--- Extract provided Enclosed Below ---
Where aux::chars is simple slice structure { const char* start; unsigned int length; } that has operator== defined as:

      bool aux::chars::operator == ( const slice& r ) const
      {
        if( length != r.length )
          return false;
        for( unsigned int i = 0; i < length; ++i )
          if( start[i] != r.start[i] )
            return false;
        return true;
      }

As you see it is dead simple – nothing in it is worth writing home about.

Binary search tree lookup

std::map<std::string, FormatterType> map_index = {
  { "text", simple_formatter },
  { "integer", integer_formatter },
  { "decimal", decimal_formatter },
  { "currency", currency_formatter },
  { "date", date_formatter },
  { "date-local", date_local_formatter },
  { "time", time_formatter },
  { "time-local", time_local_formatter },
  { "enum", enum_formatter },
  { "duration", duration_formatter }
};

FormatterType map_t2e(std::string name)
{
  auto it = map_index.find(name);
  return (it != map_index.end()) ? it->second : simple_formatter;
}

Simple and obvious. And so is…

Hash table lookup

std::unordered_map<std::string, FormatterType> unordered_map_index = {
  { "text", simple_formatter },
  { "integer", integer_formatter },
  { "decimal", decimal_formatter },
  { "currency", currency_formatter },
  { "date", date_formatter },
  { "date-local", date_local_formatter },
  { "time", time_formatter },
  { "time-local", time_local_formatter },
  { "enum", enum_formatter },
  { "duration", duration_formatter }
};

FormatterType unordered_map_t2e(std::string name)
--- End of Enclosed Extract provided ---
--- Raw data Enclosed Below ---
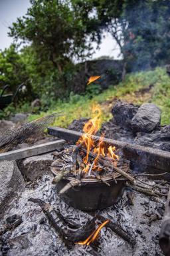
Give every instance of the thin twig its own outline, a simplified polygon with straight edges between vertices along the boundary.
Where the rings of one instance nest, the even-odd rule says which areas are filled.
[[[75,187],[75,186],[79,186],[81,183],[81,181],[79,179],[75,179],[74,181],[70,181],[68,183],[67,183],[59,192],[59,195],[62,195],[68,190],[69,190],[71,187]]]

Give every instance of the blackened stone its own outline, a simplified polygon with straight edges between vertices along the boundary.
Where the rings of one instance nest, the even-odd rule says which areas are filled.
[[[52,177],[50,165],[53,161],[52,155],[48,153],[26,158],[19,166],[25,179],[34,181],[46,174]]]
[[[137,133],[134,143],[170,151],[170,125],[157,129],[151,133]]]
[[[102,124],[100,133],[104,134],[106,138],[131,143],[134,140],[133,133],[118,125],[114,118]]]
[[[0,164],[0,215],[9,202],[25,189],[23,177],[14,161],[3,161]]]
[[[85,123],[89,120],[88,118],[80,118],[80,119],[74,119],[68,126],[68,129],[76,131],[82,131]]]
[[[143,104],[133,117],[131,125],[134,132],[150,133],[160,125],[161,111],[155,104]]]
[[[16,221],[17,219],[19,219],[20,218],[20,216],[17,215],[17,214],[14,214],[13,215],[11,215],[11,216],[9,216],[7,219],[6,219],[6,221],[9,223],[9,224],[12,224],[15,221]]]
[[[112,107],[112,113],[116,123],[123,128],[131,127],[131,121],[136,114],[138,107],[124,101],[118,101]]]

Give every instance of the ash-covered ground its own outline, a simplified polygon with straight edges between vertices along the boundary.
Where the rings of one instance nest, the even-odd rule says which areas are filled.
[[[49,224],[41,208],[28,201],[30,197],[42,199],[56,209],[60,209],[66,218],[80,223],[84,224],[92,218],[89,213],[74,209],[62,201],[56,194],[56,185],[52,185],[51,180],[50,176],[45,175],[37,182],[26,183],[25,191],[10,203],[1,220],[1,229],[4,229],[7,221],[12,223],[13,218],[19,216],[21,217],[22,222],[13,230],[1,235],[0,255],[163,255],[159,246],[159,233],[165,199],[162,199],[162,204],[153,201],[151,197],[143,194],[126,190],[116,205],[102,211],[100,214],[116,223],[135,237],[136,245],[133,247],[105,227],[100,232],[98,247],[95,247],[92,253],[90,246],[74,245],[68,248],[62,238]],[[155,182],[160,184],[161,181]],[[168,188],[168,184],[163,186]],[[131,205],[131,199],[133,205]]]

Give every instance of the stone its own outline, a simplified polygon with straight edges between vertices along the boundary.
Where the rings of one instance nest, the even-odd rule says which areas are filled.
[[[80,119],[74,119],[68,126],[68,129],[76,131],[83,131],[83,127],[85,123],[89,120],[88,118],[80,118]]]
[[[39,107],[41,106],[41,102],[39,99],[36,99],[34,101],[31,103],[31,107]]]
[[[24,190],[25,182],[15,161],[0,163],[0,215],[9,203]]]
[[[112,113],[117,125],[130,129],[131,119],[137,110],[138,107],[119,100],[112,107]]]
[[[143,104],[133,116],[131,129],[134,132],[144,131],[150,133],[156,129],[161,121],[161,111],[152,103]]]
[[[27,181],[34,181],[45,174],[52,176],[50,165],[54,161],[50,153],[28,157],[19,165],[19,169]]]
[[[134,143],[141,146],[170,151],[170,125],[157,129],[151,133],[139,132]]]
[[[7,130],[11,130],[15,128],[15,124],[11,121],[0,120],[0,135]]]
[[[18,113],[10,117],[10,121],[15,123],[23,123],[27,118],[28,114],[23,114],[22,113]]]
[[[117,125],[114,118],[102,123],[100,132],[100,134],[104,134],[106,138],[120,141],[133,143],[135,138],[131,131]]]

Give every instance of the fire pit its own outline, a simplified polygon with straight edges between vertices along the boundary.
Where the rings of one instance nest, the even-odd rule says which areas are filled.
[[[54,168],[52,171],[55,175],[59,175]],[[75,209],[84,211],[102,209],[109,207],[121,198],[126,179],[118,178],[115,180],[110,176],[103,177],[103,181],[96,179],[82,179],[81,185],[75,186],[60,195],[62,199]],[[68,177],[61,179],[56,186],[58,193],[74,179]],[[104,182],[108,185],[106,185]]]
[[[122,173],[129,170],[129,161],[122,159],[118,150],[91,135],[100,126],[100,111],[84,125],[84,133],[76,145],[62,147],[54,154],[51,171],[53,183],[61,198],[69,205],[86,211],[102,209],[116,203],[123,194],[126,179]],[[121,168],[121,169],[120,169]],[[118,172],[118,170],[120,171]]]

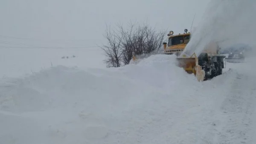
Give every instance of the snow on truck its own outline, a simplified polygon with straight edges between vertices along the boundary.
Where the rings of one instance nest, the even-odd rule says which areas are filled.
[[[220,48],[216,43],[209,43],[198,57],[195,52],[190,56],[180,56],[190,39],[191,33],[187,32],[187,29],[184,31],[183,34],[174,35],[173,32],[170,31],[168,43],[163,43],[164,54],[177,55],[178,66],[188,73],[193,73],[199,81],[221,75],[226,56],[219,54]]]

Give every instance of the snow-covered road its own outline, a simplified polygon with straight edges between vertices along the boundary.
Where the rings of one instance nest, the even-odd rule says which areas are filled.
[[[157,55],[119,69],[58,66],[3,78],[1,143],[255,143],[251,62],[227,63],[223,75],[200,83],[174,60]]]

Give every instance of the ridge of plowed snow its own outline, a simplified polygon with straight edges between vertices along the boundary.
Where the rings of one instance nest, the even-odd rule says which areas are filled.
[[[24,144],[232,143],[250,130],[233,123],[236,118],[256,127],[250,118],[253,92],[247,89],[246,97],[238,100],[233,95],[243,94],[243,81],[254,84],[247,77],[252,73],[234,65],[201,83],[177,67],[175,58],[153,55],[118,69],[59,66],[2,79],[0,139]],[[232,93],[234,88],[238,89]],[[236,110],[243,106],[250,107]]]

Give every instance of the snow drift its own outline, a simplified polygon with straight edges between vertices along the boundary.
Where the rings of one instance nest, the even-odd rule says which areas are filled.
[[[59,66],[23,78],[2,79],[1,142],[214,141],[212,135],[219,135],[216,129],[228,122],[221,108],[242,76],[230,69],[200,83],[176,67],[174,58],[153,55],[119,69]],[[252,95],[247,96],[251,102]],[[221,130],[225,135],[225,130]]]

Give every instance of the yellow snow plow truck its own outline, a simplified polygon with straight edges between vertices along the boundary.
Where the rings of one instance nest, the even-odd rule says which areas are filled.
[[[186,42],[186,43],[184,43],[185,37],[188,37],[190,38],[190,33],[186,33],[187,30],[185,29],[185,32],[186,35],[184,34],[182,35],[183,38],[180,38],[180,42],[179,43],[175,43],[175,44],[180,44],[183,43],[186,45],[188,43],[188,41]],[[170,32],[168,36],[173,34],[172,31]],[[180,36],[179,35],[178,35]],[[169,37],[169,40],[170,40]],[[190,38],[189,38],[189,41]],[[175,45],[173,45],[173,43],[172,43],[172,46],[173,46]],[[166,47],[165,49],[165,52],[166,49]],[[180,52],[180,51],[177,52],[177,49],[172,49],[170,48],[170,49],[174,50],[176,49],[176,52]],[[185,49],[184,48],[181,51],[183,51]],[[188,73],[193,73],[197,78],[197,79],[199,81],[207,80],[209,79],[211,79],[214,77],[220,75],[222,73],[222,69],[224,68],[224,58],[226,58],[225,55],[222,55],[219,53],[220,48],[216,43],[211,43],[206,46],[204,50],[201,52],[199,56],[197,56],[195,53],[189,56],[187,56],[185,55],[180,55],[181,52],[178,54],[178,57],[176,58],[178,62],[178,66],[180,67],[182,67]],[[174,52],[175,52],[174,51]],[[166,54],[169,54],[166,53]]]

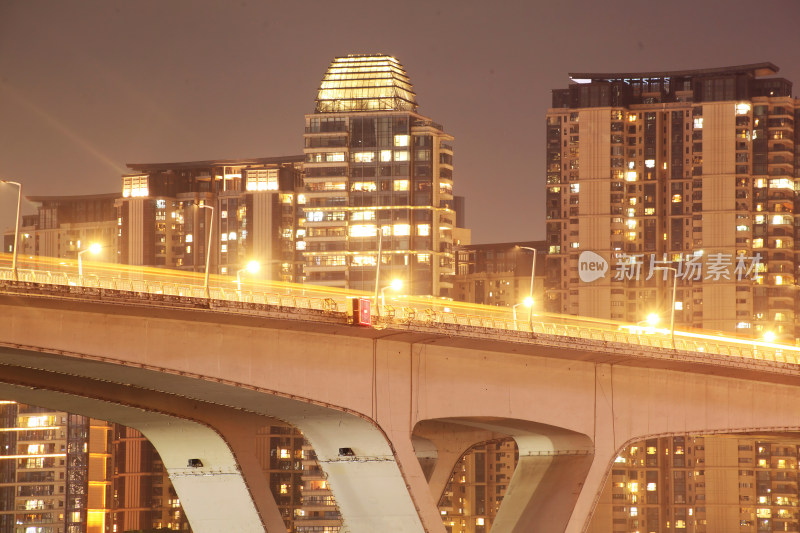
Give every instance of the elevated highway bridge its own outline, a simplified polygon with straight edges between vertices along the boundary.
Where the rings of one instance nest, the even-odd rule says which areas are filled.
[[[253,453],[269,419],[303,432],[358,533],[443,533],[453,466],[494,438],[520,460],[493,531],[549,533],[588,526],[633,441],[800,429],[794,346],[388,295],[363,327],[366,294],[5,264],[0,397],[142,431],[198,533],[284,530]]]

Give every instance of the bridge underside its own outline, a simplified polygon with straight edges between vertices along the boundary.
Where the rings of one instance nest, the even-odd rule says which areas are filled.
[[[493,530],[572,533],[633,440],[800,427],[794,366],[7,296],[0,315],[0,393],[140,429],[186,480],[176,488],[202,532],[220,530],[203,518],[206,496],[185,492],[202,485],[186,471],[202,453],[216,483],[249,494],[226,511],[237,530],[283,530],[251,453],[264,417],[304,433],[352,533],[443,533],[436,503],[453,464],[498,436],[521,460]],[[199,447],[177,446],[182,433]]]
[[[421,532],[441,525],[437,516],[433,529],[423,527],[385,434],[341,410],[140,368],[3,347],[0,398],[141,431],[161,455],[198,533],[226,528],[285,531],[255,453],[256,432],[276,419],[297,427],[311,442],[349,531]],[[354,456],[341,454],[345,448]],[[194,458],[203,466],[187,466]]]

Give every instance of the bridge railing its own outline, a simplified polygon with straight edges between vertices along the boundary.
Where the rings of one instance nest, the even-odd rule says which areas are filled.
[[[0,281],[11,281],[9,261],[0,254]],[[130,267],[84,262],[79,275],[74,261],[37,257],[23,260],[17,269],[17,281],[23,284],[53,285],[81,290],[108,290],[132,298],[166,297],[206,301],[203,275],[169,269]],[[229,276],[211,276],[208,294],[213,307],[257,313],[259,306],[285,309],[309,309],[344,313],[348,298],[366,297],[368,293],[328,287],[269,281],[236,283]],[[371,298],[370,298],[371,299]],[[376,327],[404,327],[412,324],[440,328],[471,327],[487,332],[515,332],[529,336],[554,336],[619,343],[645,348],[660,348],[724,356],[800,364],[800,348],[760,342],[705,332],[671,331],[643,328],[630,324],[592,318],[536,313],[515,315],[507,307],[454,302],[441,298],[390,296],[375,317]]]

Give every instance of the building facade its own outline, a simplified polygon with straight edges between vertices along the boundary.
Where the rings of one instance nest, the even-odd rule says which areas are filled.
[[[446,294],[453,137],[417,113],[402,65],[386,55],[335,58],[305,132],[306,281],[373,291],[400,278],[408,294]]]
[[[107,422],[0,402],[0,533],[106,533]]]
[[[235,275],[255,260],[260,277],[302,281],[300,156],[128,167],[116,204],[120,263],[202,272],[211,232],[211,272]]]
[[[635,323],[674,307],[680,327],[800,336],[800,104],[777,70],[576,73],[553,91],[551,311]]]

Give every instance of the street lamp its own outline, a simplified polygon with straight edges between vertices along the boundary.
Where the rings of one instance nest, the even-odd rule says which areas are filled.
[[[528,298],[531,301],[530,308],[528,309],[528,327],[531,329],[531,333],[533,333],[533,278],[536,275],[536,248],[531,248],[530,246],[520,246],[520,248],[533,252],[533,260],[531,261],[531,290],[530,293],[528,293]]]
[[[393,291],[397,292],[403,288],[403,280],[402,279],[393,279],[392,282],[387,285],[386,287],[381,289],[381,307],[386,305],[386,296],[383,294],[386,289],[392,289]],[[378,313],[380,314],[380,313]]]
[[[378,290],[381,282],[381,255],[383,253],[383,228],[381,226],[376,227],[378,228],[378,262],[375,263],[375,307],[378,307]],[[375,311],[377,311],[378,316],[380,316],[380,308],[378,307]]]
[[[22,184],[11,180],[0,180],[0,183],[16,185],[17,189],[19,189],[17,192],[17,220],[14,224],[14,254],[11,256],[11,276],[14,281],[17,281],[17,243],[19,242],[19,210],[22,206]]]
[[[533,307],[533,298],[531,298],[530,296],[526,296],[525,299],[522,300],[520,303],[514,304],[514,305],[511,306],[511,311],[514,313],[514,323],[515,324],[517,322],[517,307],[519,307],[520,305],[525,305],[527,307]]]
[[[250,261],[247,265],[241,269],[236,271],[236,294],[239,296],[239,301],[242,299],[242,272],[249,272],[250,274],[255,274],[261,269],[261,263],[258,261]]]
[[[203,288],[206,291],[206,299],[211,299],[211,291],[208,288],[208,274],[211,270],[211,239],[214,237],[214,206],[207,204],[195,204],[197,207],[211,209],[211,224],[208,225],[208,246],[206,246],[206,275],[203,280]]]
[[[85,250],[81,250],[78,252],[78,276],[83,277],[83,259],[81,256],[86,252],[91,252],[92,255],[97,255],[103,249],[103,245],[97,242],[93,242],[89,245],[88,248]]]
[[[655,267],[654,270],[672,271],[672,308],[669,314],[669,330],[672,338],[672,349],[675,349],[675,293],[678,289],[678,269],[675,267]]]

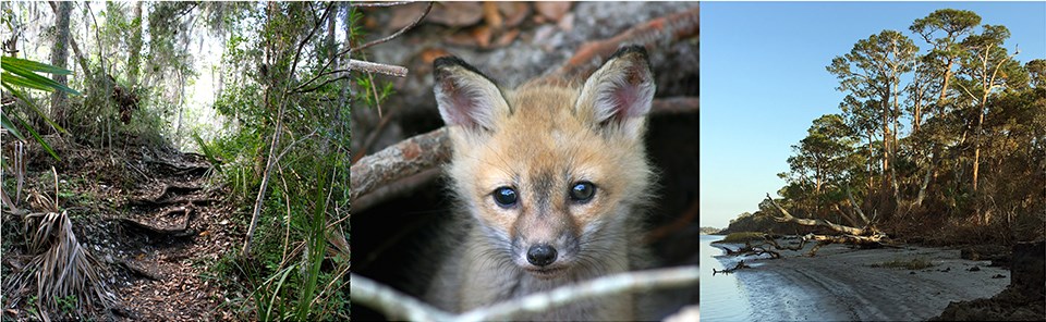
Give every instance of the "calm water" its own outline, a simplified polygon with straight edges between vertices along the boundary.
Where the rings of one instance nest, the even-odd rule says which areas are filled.
[[[701,235],[701,321],[751,321],[752,309],[749,296],[733,274],[711,275],[711,269],[722,270],[723,263],[717,256],[722,249],[711,246],[711,242],[725,236]],[[733,265],[733,258],[722,258]]]

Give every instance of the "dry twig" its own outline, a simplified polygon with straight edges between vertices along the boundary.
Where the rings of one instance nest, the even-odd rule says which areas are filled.
[[[350,274],[350,292],[353,300],[375,308],[388,318],[405,318],[412,321],[491,321],[511,319],[520,313],[546,311],[583,299],[693,285],[697,284],[700,277],[697,267],[627,272],[532,294],[458,315],[356,274]]]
--- End of Enclosed Raw data ---
## Task to carry out
From the formatter lookup excerpt, copy word for word the passage between "Where aux::chars is" and "length; ++i )", inclusive. The entries have nothing to do with what is asked here.

## Solution for this exercise
Where aux::chars is simple slice structure { const char* start; unsigned int length; } that has operator== defined as:

      bool aux::chars::operator == ( const slice& r ) const
      {
        if( length != r.length )
          return false;
        for( unsigned int i = 0; i < length; ++i )